▸ **Assignment**
Set down a word-for-word copy of the data below, limited to the lines from the first through the line with "box: [306, 383, 381, 437]".

** Exercise data follows **

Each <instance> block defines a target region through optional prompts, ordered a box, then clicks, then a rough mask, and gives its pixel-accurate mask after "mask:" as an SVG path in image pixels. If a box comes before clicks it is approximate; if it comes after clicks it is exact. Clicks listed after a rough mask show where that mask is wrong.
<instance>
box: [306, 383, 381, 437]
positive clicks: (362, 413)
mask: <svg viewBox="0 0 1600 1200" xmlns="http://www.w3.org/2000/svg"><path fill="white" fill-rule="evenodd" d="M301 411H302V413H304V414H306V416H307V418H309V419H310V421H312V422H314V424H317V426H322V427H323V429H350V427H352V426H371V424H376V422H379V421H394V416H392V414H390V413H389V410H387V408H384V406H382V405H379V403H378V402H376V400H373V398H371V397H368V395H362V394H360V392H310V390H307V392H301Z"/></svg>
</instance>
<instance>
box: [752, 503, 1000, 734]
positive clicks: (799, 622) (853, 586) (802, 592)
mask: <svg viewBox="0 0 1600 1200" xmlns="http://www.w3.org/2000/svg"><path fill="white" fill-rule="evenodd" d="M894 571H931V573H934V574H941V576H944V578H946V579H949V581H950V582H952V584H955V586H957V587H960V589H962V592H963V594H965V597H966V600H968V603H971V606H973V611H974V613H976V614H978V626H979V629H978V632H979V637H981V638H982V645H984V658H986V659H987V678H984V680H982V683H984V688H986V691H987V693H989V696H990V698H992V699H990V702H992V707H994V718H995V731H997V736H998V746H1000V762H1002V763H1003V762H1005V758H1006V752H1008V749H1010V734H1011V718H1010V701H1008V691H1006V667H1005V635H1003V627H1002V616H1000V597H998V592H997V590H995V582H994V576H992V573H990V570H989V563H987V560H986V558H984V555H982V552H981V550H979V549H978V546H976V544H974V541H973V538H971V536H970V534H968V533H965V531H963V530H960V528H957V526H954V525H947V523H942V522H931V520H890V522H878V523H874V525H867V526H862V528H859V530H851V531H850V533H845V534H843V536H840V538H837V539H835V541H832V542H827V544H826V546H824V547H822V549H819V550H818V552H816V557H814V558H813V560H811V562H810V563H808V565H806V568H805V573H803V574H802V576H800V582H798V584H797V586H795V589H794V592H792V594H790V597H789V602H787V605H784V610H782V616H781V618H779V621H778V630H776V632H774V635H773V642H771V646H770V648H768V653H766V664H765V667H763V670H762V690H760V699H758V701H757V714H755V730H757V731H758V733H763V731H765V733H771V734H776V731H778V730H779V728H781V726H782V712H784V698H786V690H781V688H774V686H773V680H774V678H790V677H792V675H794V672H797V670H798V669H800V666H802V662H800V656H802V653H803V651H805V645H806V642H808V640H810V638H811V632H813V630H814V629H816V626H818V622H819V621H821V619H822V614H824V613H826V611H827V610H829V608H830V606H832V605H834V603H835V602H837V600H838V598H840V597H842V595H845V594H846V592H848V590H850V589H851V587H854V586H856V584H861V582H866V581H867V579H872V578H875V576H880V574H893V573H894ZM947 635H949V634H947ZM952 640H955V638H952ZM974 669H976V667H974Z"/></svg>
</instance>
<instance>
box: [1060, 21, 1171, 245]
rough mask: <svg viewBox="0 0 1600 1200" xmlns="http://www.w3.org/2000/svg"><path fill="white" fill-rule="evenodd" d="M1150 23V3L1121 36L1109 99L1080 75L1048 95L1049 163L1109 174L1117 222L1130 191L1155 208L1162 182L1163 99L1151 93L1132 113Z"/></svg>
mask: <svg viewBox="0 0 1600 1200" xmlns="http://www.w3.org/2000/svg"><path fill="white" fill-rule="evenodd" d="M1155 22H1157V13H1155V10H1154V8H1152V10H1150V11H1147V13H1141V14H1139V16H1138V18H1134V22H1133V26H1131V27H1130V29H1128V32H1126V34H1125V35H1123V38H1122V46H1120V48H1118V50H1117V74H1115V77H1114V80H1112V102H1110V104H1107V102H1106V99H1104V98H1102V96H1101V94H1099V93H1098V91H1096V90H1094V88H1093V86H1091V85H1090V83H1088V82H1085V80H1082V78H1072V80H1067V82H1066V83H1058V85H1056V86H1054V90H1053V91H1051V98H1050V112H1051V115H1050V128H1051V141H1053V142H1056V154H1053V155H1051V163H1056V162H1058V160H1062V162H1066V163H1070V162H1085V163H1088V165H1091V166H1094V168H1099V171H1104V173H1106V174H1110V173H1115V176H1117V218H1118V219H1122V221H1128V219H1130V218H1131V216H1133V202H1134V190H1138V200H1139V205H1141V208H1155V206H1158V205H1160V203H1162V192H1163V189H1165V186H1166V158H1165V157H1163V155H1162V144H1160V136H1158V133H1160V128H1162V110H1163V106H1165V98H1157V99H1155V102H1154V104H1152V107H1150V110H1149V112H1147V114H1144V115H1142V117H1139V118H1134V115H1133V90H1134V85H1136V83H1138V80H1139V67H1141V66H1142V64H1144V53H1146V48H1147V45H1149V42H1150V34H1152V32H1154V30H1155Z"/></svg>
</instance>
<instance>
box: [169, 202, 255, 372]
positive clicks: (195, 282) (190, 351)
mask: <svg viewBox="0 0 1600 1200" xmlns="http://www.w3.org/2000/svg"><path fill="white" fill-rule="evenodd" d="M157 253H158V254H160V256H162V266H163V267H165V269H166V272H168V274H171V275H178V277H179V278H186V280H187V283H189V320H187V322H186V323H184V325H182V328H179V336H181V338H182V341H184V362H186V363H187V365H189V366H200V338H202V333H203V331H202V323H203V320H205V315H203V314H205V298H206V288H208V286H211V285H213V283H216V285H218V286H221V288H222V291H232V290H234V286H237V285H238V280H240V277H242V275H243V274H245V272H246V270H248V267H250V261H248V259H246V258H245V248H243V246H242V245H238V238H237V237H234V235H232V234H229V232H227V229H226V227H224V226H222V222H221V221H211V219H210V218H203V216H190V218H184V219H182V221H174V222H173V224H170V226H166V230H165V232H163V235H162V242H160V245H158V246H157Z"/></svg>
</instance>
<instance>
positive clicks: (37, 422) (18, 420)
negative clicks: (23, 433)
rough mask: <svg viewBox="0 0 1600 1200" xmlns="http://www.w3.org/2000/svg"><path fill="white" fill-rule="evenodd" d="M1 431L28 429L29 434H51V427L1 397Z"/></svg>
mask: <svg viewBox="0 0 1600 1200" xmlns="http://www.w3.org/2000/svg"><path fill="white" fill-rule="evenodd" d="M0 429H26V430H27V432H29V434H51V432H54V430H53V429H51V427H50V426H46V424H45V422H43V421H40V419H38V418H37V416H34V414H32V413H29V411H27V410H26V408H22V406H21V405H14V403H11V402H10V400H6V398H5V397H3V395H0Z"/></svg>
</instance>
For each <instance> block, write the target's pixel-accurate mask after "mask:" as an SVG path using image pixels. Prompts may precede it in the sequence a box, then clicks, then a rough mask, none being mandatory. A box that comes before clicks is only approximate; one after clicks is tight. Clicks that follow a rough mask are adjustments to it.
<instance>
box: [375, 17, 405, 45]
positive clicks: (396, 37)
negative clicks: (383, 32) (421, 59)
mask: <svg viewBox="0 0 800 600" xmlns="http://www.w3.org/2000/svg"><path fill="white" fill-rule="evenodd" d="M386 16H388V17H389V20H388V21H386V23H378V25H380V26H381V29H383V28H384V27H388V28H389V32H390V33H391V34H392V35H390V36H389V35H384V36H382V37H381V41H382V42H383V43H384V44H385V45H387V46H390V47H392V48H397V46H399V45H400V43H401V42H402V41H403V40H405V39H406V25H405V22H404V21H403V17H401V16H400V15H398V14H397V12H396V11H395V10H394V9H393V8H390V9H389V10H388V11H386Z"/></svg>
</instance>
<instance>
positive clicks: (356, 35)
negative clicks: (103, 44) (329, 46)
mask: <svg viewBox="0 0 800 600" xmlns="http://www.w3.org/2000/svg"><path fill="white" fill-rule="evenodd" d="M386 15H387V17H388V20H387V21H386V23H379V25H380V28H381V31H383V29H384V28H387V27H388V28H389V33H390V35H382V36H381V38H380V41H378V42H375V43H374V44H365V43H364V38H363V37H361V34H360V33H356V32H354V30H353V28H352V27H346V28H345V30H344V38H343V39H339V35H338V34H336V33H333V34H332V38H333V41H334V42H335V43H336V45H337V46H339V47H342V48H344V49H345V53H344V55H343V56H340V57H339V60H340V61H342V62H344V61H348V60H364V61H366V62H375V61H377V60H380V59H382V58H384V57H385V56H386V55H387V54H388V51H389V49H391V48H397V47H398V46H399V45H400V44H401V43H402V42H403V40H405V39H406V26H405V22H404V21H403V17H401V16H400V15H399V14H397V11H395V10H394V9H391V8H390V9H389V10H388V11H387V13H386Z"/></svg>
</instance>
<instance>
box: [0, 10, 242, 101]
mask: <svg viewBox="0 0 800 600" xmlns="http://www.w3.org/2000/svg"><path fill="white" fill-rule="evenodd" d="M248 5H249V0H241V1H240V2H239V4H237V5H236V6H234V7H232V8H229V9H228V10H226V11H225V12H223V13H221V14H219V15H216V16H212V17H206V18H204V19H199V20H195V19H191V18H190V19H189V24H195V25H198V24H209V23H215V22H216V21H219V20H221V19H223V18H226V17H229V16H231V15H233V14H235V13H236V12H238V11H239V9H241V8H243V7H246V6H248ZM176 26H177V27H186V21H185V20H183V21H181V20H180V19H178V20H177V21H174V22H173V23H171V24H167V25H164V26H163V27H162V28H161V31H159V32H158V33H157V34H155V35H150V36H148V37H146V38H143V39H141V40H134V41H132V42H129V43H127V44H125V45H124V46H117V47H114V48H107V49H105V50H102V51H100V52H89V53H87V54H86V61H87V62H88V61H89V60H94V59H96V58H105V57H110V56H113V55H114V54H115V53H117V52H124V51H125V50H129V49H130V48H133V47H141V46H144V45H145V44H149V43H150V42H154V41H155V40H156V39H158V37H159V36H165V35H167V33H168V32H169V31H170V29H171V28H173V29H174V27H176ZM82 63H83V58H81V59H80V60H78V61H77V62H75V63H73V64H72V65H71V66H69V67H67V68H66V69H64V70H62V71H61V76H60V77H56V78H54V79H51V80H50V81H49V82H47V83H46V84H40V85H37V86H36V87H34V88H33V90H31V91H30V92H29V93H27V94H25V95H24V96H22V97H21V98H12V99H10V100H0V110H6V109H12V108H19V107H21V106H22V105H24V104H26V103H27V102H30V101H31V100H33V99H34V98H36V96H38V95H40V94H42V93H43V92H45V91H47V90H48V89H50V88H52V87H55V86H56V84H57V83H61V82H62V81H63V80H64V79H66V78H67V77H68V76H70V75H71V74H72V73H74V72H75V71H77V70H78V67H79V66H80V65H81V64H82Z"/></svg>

** End of Exercise data **

▸ **Answer space**
Each <instance> block defines a target region through optional prompts, ordered a box, then clicks, then a rough mask, and gives its pixel-accurate mask after "mask:" as an SVG path in image pixels. If a box comes before clicks it is approximate; if it comes after clicks it is exact. Clicks listed after a rough mask show where that mask is wrong.
<instance>
box: [306, 383, 381, 437]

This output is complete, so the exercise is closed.